WORK REQUEST ->
In the research summary below, which RIG-I amino acid has a phosphorylation that plays a role in modulating IFN-β pathway activation?

EXTRACT ->
Type I IFN is a major component of both innate and adaptive immune responses, critical for generation of an effective defense to infection of pathogen. Interferon-β (IFN-β) is the first type I IFN cytokine produced in response to viral infection and plays a major role in activation of the downstream antiviral factors. Production of IFN-β is dependent on the primary recognition of viral infection by cellular sensors and the signaling cascade leading to its expression. The importance of the IFN-β pathway in the antiviral response is highlighted by the multiple strategies that viruses use to block the pathway activation. Efforts to understand the regulation of IFN-β induction pathways are crucial for development of strategies to modulate the antiviral response.

Our work focuses on two key steps in IFN-β induction; (1) RIG-I regulation responsible mechanisms related to IFN production; and (2) the formation of the enhanceosome, a pre-transcriptional complex required for production of IFN-β messenger RNA. Negative regulation of components involved in IFN induction is well documented and appears to be important for the “off” state of innate immunity in the absence of infection as well as for shutting down of IFN production at later time points in infection. We focus our work on the negative regulation of one of the key viral sensors, the retinoic acid inducible gene I (RIG-I), and show that phosphorylation of its amino acid serine 8 plays a role in modulating the IFN-β pathway activation (chapter II). In chapter III, we characterize the natural human polymorphism arginine/cysteine 7 in RIG-I and describe its effect on the expression of IFNB1 gene in various cell types. In chapter IV, we describe the study of IFN-β enhanceosome formation, specifically focusing on the mechanism by which interferon regulatory factor-3 (IRF-3) interacts with the enhancer DNA sequence of the IFN-β gene. We show that this binding controls the formation of the IFN-β enhanceosome pre-transcriptional complex and subsequent levels of IFN-β production.

PROVIDED INFORMATION ->
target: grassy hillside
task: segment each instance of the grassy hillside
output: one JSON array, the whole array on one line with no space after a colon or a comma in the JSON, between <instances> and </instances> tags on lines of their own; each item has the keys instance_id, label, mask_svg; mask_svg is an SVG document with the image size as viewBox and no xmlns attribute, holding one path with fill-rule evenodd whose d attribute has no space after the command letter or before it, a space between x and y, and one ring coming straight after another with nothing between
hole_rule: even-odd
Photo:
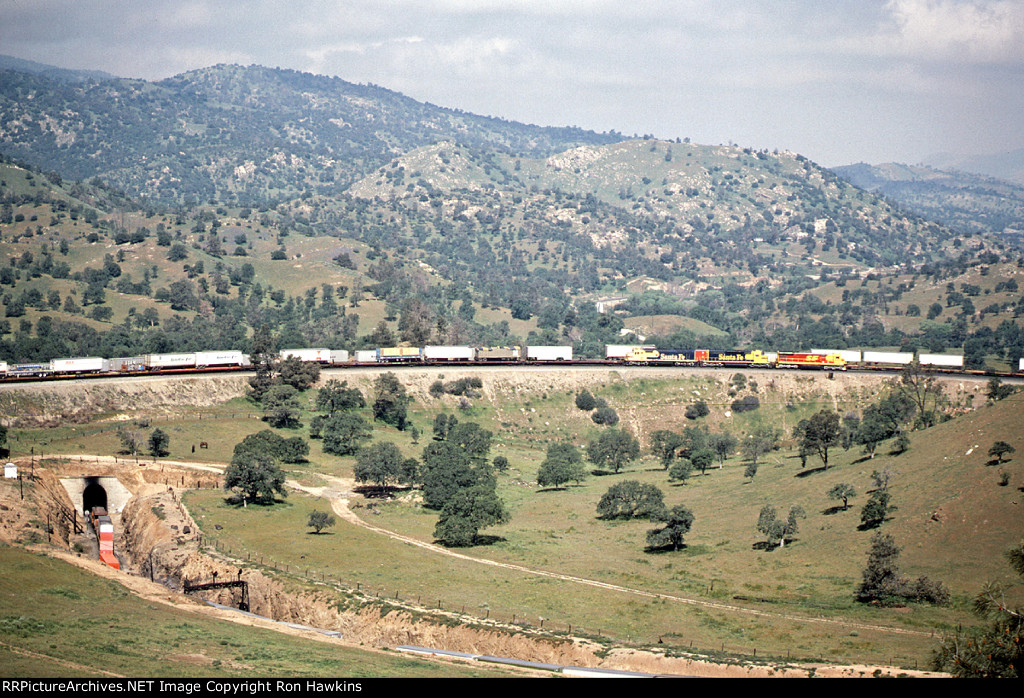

ANSWER TO THIS TASK ->
Serine 8.